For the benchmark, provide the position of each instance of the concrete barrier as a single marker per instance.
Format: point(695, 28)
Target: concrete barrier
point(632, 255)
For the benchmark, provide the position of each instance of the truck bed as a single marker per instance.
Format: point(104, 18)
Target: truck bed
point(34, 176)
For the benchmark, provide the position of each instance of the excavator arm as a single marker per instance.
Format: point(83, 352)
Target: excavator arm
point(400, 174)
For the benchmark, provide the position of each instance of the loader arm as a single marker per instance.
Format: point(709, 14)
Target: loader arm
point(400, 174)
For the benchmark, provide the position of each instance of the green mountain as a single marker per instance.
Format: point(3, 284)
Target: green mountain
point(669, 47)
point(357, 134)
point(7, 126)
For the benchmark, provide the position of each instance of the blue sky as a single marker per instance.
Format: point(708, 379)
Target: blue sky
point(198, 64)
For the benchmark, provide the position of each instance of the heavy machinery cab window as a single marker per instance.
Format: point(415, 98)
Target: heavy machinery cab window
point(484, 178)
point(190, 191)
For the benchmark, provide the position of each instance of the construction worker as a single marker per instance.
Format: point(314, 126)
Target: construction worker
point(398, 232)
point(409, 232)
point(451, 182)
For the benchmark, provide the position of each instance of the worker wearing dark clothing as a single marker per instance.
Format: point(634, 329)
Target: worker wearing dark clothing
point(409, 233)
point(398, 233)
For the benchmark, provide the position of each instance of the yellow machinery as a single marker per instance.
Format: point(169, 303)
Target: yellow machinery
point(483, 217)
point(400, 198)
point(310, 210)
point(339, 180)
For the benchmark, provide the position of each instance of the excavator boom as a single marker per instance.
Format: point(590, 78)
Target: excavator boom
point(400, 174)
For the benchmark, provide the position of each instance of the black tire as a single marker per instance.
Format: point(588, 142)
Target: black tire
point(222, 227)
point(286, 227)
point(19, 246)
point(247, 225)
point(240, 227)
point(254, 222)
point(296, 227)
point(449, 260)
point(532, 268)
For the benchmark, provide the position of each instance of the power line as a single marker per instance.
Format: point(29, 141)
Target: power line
+ + + + + + +
> **Given exercise**: Copy the records above again, switching each "single marker" to "single point" and leaving everything else as it stands.

> **Result for this task**:
For the benchmark, provide the position of each instance of the concrete barrier as a single point per instance.
Format: point(695, 28)
Target: concrete barrier
point(632, 255)
For the benchmark, provide the position of each instance of the truck bed as a single point per instance.
Format: point(104, 18)
Target: truck bed
point(34, 176)
For the benchmark, provide the position of each instance of the excavator arm as a single point per instance.
Format: point(83, 352)
Target: excavator arm
point(400, 174)
For the benchmark, provide the position of each instance of the loader arm as a single point per instance.
Format: point(709, 14)
Target: loader arm
point(400, 174)
For the benchmark, provide the position of each instance of the green mountain as a single point per instance.
Format: point(3, 284)
Target: green mountain
point(669, 47)
point(357, 134)
point(7, 126)
For the benchmark, provide the position of each instance of the blue sky as a single point per instance.
Format: point(708, 379)
Target: blue sky
point(198, 64)
For the benchmark, provide the position of each instance of the heavy machinery cab window as a single point per instance.
Format: point(415, 98)
Target: heavy machinery cab window
point(484, 178)
point(190, 191)
For the benchmark, provide the position of each instance of the construction worker as a single point per instance.
Format: point(314, 126)
Target: construction worker
point(398, 232)
point(409, 232)
point(451, 182)
For the benchmark, provide the position of each instance of the worker wearing dark clothing as a single point per instance.
Format: point(634, 329)
Target: worker wearing dark clothing
point(409, 233)
point(398, 233)
For the benchmark, provide the position of each instance of the yellow machinery as a single point per instance.
Format: point(169, 303)
Target: yellow machinery
point(483, 217)
point(400, 198)
point(310, 210)
point(339, 180)
For the benchmark, provide the position of each instance of the excavator boom as a single point per instance.
Format: point(590, 78)
Target: excavator boom
point(400, 174)
For the benchmark, provide the position of each instance of the black tire as a single point per instance.
Format: point(588, 142)
Target: black tire
point(222, 227)
point(286, 227)
point(19, 246)
point(247, 225)
point(240, 227)
point(254, 222)
point(296, 227)
point(449, 260)
point(532, 268)
For the benchmark, provide the position of each instance of the power line as a single point per instance.
Format: point(29, 141)
Target: power line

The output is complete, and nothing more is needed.